### DESCRIPTION OF THE TASK
From the data below, return each line in which the string "wooden" is found.

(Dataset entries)
• • • • •
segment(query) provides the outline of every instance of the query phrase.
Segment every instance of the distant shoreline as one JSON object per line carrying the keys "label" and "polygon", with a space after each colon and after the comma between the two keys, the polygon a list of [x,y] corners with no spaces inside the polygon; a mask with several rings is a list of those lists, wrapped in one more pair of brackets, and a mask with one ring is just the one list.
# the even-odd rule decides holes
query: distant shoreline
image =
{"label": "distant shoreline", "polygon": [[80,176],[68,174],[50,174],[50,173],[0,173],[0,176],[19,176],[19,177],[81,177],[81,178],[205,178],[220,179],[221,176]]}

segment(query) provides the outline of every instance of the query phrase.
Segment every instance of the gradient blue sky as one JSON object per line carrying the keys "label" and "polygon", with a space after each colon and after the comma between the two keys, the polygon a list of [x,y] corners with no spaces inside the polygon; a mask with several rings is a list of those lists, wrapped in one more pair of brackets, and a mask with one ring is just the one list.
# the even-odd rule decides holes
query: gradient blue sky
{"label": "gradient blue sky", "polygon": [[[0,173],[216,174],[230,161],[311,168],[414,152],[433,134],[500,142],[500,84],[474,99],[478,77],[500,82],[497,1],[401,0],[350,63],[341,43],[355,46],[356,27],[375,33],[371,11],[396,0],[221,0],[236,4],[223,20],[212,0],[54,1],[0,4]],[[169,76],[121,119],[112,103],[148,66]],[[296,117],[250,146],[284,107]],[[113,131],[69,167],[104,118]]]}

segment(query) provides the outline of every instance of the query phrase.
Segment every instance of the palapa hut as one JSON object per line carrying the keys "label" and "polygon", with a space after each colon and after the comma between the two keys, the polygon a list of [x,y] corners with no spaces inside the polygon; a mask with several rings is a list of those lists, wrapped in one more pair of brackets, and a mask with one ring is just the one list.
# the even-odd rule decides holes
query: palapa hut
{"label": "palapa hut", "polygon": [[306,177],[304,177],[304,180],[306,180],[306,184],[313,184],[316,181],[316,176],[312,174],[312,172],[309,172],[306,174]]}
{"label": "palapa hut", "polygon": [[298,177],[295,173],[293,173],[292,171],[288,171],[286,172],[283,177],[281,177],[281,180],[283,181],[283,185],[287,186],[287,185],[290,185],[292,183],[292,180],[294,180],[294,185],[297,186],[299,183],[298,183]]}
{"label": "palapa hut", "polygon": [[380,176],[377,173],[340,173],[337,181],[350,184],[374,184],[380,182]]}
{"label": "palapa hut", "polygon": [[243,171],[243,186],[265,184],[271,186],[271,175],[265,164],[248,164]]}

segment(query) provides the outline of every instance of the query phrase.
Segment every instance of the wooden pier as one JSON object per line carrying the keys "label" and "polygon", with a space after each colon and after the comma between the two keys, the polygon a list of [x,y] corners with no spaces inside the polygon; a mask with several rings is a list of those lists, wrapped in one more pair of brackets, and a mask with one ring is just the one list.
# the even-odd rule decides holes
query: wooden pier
• • • • •
### EXERCISE RESULT
Segment every instance of the wooden pier as one JSON object per line carrying the keys "label" and "polygon", with a space after each colon and after the comma between the two keys, the polygon a list of [x,y] corners with no spaces inside the polygon; a mask with several rings is a list of those lists, wrapped in one more pair of brackets, and a mask with one ring is just the one list.
query: wooden pier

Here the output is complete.